→ PROVIDED DATA:
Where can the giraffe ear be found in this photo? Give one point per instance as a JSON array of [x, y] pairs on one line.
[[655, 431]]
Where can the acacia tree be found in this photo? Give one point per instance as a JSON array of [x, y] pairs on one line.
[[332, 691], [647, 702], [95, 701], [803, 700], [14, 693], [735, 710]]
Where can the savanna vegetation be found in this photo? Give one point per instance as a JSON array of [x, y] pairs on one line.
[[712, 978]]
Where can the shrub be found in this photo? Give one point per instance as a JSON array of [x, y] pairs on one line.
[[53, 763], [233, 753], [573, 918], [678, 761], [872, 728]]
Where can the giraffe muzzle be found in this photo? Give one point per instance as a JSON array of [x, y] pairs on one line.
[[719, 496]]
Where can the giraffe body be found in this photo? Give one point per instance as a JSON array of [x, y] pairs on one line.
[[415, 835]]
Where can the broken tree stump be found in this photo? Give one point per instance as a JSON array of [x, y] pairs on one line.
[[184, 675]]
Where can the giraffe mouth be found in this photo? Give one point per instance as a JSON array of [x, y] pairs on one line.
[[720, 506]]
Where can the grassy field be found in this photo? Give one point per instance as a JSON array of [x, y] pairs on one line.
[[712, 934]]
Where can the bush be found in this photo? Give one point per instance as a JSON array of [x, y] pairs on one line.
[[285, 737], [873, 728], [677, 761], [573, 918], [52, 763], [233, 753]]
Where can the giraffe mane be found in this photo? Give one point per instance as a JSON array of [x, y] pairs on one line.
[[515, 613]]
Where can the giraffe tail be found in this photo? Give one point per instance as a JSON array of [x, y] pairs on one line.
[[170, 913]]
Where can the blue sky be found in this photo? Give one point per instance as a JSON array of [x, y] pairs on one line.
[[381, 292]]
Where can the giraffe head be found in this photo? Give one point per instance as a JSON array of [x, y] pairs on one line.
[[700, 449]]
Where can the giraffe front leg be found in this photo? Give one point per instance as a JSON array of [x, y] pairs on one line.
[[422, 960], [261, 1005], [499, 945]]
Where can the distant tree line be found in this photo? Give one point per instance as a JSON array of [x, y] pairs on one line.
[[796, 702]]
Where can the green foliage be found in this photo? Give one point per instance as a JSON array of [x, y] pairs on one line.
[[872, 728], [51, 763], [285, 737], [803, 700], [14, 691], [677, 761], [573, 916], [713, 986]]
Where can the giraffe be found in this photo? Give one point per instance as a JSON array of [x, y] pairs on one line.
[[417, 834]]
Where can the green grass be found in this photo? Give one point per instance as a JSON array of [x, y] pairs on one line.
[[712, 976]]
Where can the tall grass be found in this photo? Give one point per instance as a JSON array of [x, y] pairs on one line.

→ EXERCISE AIM:
The response should consist only of the lines from the one containing "Where can the giraffe front" to the end of the material above, both included.

→ RESULT FOR THIS TASK:
Where can the giraffe front leg be found in this photo? Give one point per instance as a JSON array of [x, y] pairs on one line.
[[422, 960], [261, 1005], [499, 945]]
Where can the distant tree line be found in this photo? Give one point per instance as a JSON array of [x, y] pairs on one line.
[[796, 702]]
Where can the green foliage be found in this photo? Give one point per instance as a JSON array of [x, y] pairs on one line.
[[872, 728], [51, 763], [285, 737], [803, 700], [14, 691], [677, 761], [573, 916], [713, 986]]
Where can the giraffe be found in this photo? Give one point per instance as a JSON array of [x, y] pairs on one line.
[[417, 834]]
Where can the green grass be found in this photo? Give one point per instance as a JSON array of [x, y] pairs on one line.
[[712, 976]]
Where can the tall grass be found in this photo? Give one point per instance as a JSON array of [x, y] pairs on one line.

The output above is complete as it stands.